* [RECORDED DATA]:
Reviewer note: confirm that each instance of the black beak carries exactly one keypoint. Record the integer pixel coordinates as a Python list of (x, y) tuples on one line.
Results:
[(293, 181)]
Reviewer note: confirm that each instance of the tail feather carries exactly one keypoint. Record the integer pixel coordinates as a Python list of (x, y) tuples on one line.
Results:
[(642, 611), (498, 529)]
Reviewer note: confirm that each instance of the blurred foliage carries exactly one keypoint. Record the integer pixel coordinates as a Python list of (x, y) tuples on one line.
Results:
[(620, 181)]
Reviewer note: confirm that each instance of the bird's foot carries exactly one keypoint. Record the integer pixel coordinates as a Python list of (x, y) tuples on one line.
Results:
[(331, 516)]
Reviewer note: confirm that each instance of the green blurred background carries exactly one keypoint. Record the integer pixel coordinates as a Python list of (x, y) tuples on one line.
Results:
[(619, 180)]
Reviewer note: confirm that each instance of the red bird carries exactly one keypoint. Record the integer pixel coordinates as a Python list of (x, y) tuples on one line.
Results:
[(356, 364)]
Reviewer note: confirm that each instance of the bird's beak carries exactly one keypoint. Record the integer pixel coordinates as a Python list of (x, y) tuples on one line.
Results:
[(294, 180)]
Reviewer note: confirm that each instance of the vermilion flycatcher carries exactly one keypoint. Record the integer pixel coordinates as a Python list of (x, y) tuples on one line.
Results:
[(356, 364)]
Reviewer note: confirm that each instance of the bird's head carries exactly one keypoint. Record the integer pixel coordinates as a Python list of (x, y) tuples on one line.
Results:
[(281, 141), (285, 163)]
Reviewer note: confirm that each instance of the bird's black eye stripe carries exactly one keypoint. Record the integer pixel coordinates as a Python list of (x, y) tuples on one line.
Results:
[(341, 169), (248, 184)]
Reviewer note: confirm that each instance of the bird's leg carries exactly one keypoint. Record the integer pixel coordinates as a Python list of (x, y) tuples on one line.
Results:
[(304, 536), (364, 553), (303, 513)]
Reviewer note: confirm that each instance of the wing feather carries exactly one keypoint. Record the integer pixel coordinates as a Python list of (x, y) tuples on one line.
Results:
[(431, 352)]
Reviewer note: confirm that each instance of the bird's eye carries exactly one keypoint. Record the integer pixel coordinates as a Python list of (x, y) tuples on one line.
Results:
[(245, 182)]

* [WHAT TO WORK ON]: Only the lines from the one containing "Reviewer note: confirm that each instance of the bird's black" through the end of the material should be reproduced, exactly, with both ends included.

* [SOLUTION BELOW]:
Reviewer note: confirm that each instance of the bird's black eye stripe carries exactly one keypoint. Record the integer pixel coordinates as a Python list of (x, y) tuples on one line.
Results:
[(341, 169), (248, 184)]
Reviewer note: confirm that each instance of the bird's leg carries exactly one keypoint. Record the integer pixel coordinates as a Python list of (x, y) tuples on one line.
Results:
[(304, 536), (364, 553), (303, 513)]
Reviewer note: confirm that each instance of the wing feather carries exactly one keypoint. Record the integer pixel coordinates as a Python list of (x, y) tuples on one line.
Results:
[(431, 352)]
Reviewer note: confirm that each instance of the bird's eye carries exactly one keypoint. Record the integer pixel coordinates as a Python list of (x, y) tuples on one line.
Results:
[(245, 182)]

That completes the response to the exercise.